Galeotto fu ‘l libro e chi lo scrisse è uno dei versi più noti dell’intera Commedia dantesca. È il verso 137 del canto V dell’Inferno, il cosiddetto canto di Paolo e Francesca.
Prima di tutto merita fare una piccola introduzione relativa al canto stesso e ai suoi protagonisti.
Siamo nel secondo girone, quello dei lussuriosi, cioè quei peccatori che durante la vita hanno perseguito la soddisfazione dei piaceri contro ogni regola, abbandonandosi alle passioni. Sono puniti da un vento senza sosta che li trascina lungo tutto il girone: è il contrappasso per questi dannati che durante la vita si sono invece fatti guidare dal vento delle passioni.

ESERCIZIO ASSEGNATO 1:
Riscriva le righe dei dati estratti dalla prima fino a quella che contiene "column 107, row 893", inclusa, sostituendo "bare arm" con "uncovered arm" e lasciando invariato tutto il resto. Non riporti le immagini.
Le righe dei dati estratti non hanno alcun legame con il brano.

DATI ESTRATTI:

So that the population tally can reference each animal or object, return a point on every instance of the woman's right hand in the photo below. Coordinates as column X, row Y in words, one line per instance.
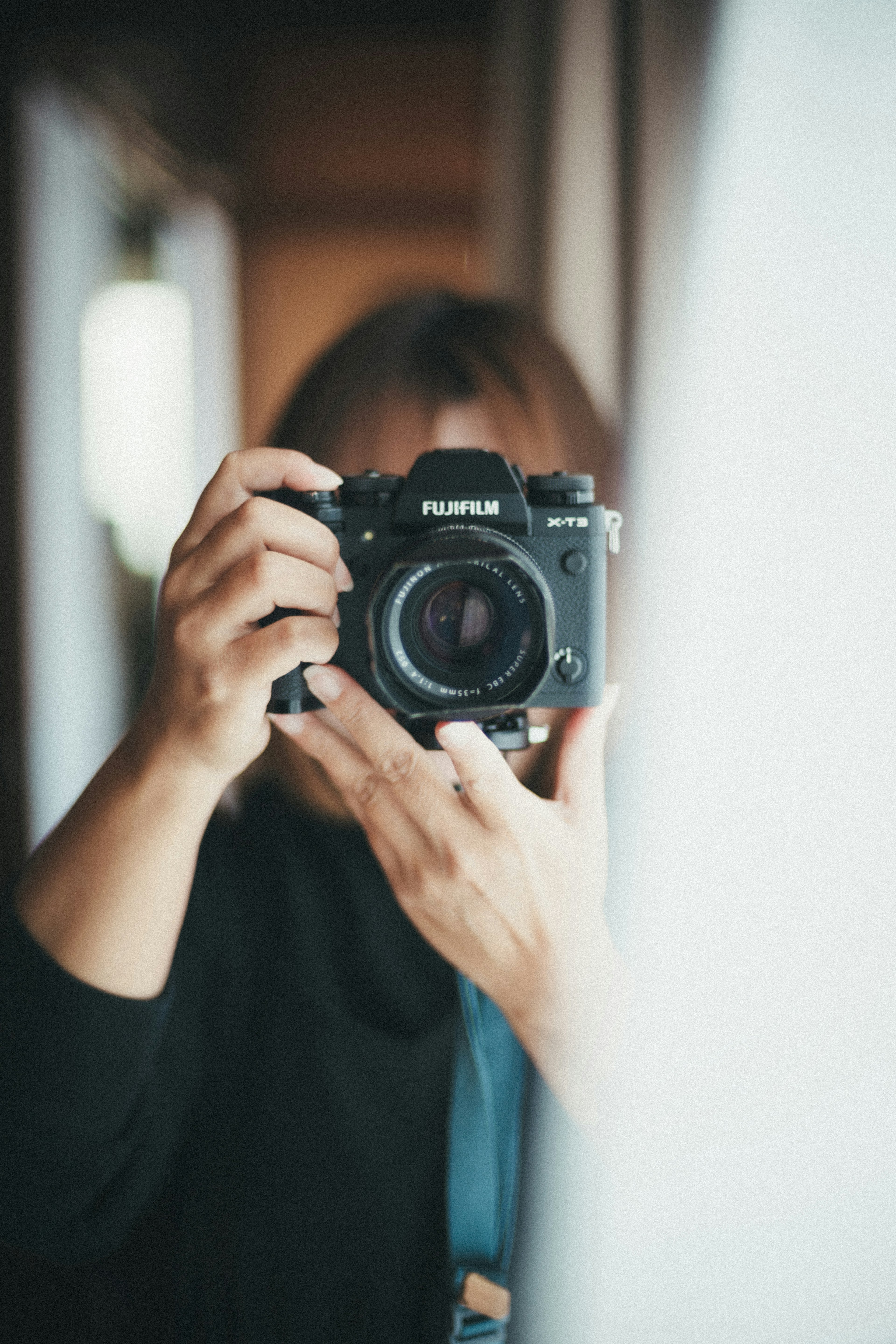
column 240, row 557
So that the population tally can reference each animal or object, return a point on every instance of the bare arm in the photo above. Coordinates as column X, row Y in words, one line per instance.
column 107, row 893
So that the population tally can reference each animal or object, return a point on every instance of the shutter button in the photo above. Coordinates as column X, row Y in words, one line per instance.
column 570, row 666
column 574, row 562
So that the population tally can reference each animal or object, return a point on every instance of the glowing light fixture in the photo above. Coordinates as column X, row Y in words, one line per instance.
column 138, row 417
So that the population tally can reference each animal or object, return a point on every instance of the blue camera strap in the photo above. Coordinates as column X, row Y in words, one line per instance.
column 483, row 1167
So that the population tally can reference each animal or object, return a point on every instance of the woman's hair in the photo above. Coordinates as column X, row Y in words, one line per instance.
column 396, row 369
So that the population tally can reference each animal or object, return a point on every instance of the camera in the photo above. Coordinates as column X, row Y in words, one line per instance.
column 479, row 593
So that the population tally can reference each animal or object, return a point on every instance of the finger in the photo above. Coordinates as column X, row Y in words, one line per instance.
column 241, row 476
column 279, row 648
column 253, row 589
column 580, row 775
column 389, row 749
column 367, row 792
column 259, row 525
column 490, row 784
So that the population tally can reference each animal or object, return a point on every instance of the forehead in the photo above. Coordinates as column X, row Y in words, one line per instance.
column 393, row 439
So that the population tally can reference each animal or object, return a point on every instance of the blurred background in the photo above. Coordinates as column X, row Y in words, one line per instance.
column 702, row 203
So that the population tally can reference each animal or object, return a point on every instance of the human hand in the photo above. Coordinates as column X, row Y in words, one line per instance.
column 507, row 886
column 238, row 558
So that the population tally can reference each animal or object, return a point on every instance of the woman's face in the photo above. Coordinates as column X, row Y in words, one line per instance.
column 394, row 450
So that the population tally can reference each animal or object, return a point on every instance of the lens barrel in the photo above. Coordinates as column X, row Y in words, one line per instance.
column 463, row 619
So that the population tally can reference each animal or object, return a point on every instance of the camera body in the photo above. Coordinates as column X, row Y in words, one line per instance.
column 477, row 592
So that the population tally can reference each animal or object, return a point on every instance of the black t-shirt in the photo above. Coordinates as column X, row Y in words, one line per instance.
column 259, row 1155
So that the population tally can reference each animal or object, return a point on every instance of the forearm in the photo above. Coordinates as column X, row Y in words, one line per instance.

ESERCIZIO ASSEGNATO 2:
Prosegua il brano sul canto di Paolo e Francesca a partire dall'ultima frase riportata.

SVOLGIMENTO 1:
So that the population tally can reference each animal or object, return a point on every instance of the woman's right hand in the photo below. Coordinates as column X, row Y in words, one line per instance.
column 240, row 557
So that the population tally can reference each animal or object, return a point on every instance of the uncovered arm in the photo above. Coordinates as column X, row Y in words, one line per instance.
column 107, row 893

SVOLGIMENTO 2:
Tra le anime peccatrici, Dante scorge due anime che procedono insieme e gli sembrano più leggere al vento che le colpisce («quei due che ‘nsieme vanno, e paion sì al vento esser leggieri», vv. 74-75). Si tratta di Paolo e Francesca, di cui abbiamo scarse notizie storiche. Francesca era figlia di Guido da Polenta, signore di Ravenna e sposa di Gianciotto Malatesta, signore di Rimini. La donna si innamorò però del cognato, Paolo Malatesta, e quando il marito li scoprì uccise entrambi, probabilmente nel 1285.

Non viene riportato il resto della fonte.